(Dataset records)
■ ■ ■ ■ ■

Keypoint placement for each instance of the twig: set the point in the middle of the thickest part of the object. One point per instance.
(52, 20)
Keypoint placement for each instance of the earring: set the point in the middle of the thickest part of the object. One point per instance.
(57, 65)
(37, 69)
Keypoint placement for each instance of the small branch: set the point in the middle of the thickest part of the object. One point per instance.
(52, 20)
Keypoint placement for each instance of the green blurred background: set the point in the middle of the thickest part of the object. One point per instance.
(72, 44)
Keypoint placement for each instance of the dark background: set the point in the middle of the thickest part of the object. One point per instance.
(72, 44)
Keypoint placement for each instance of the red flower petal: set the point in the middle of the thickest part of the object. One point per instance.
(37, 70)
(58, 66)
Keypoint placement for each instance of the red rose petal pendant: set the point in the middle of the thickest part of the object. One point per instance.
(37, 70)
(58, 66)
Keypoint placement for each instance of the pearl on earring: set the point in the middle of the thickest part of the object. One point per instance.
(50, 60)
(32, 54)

■ ■ ■ ■ ■

Rewrite all the items above in full, word for word, and offset every point coordinate in the answers by adding 77 to each number.

Keypoint placement for each instance of the twig: set the point in the middle of the thickest part of the object. One point per instance.
(129, 97)
Keypoint placement for each instance of the earring: set the point in the middle of the thickest part of the object. One point per instance.
(134, 142)
(114, 146)
Keypoint placement for each instance of the small branch: set the point in the middle of the thickest part of the object. One point per instance.
(129, 97)
Keypoint placement for each instance of the green blurred background: set the point in the middle of the thickest part of the object. One point per instance.
(149, 121)
Keypoint placement for each instance of the dark background: set the point in the middle of the thickest part of the object. One point per instance.
(149, 121)
Keypoint placement for each instance of the red flower petal: set the point in the middle of the thickest part of the object. One point per instance.
(114, 147)
(135, 143)
Keypoint placement for each instance of the red rose petal pendant: set the point in the middle of the thickest part of the object. One point per instance.
(114, 147)
(135, 143)
Keypoint placement for each instance of the pearl on earring: set the point in the middle of the thickest part of the object. One point per instance.
(127, 137)
(109, 131)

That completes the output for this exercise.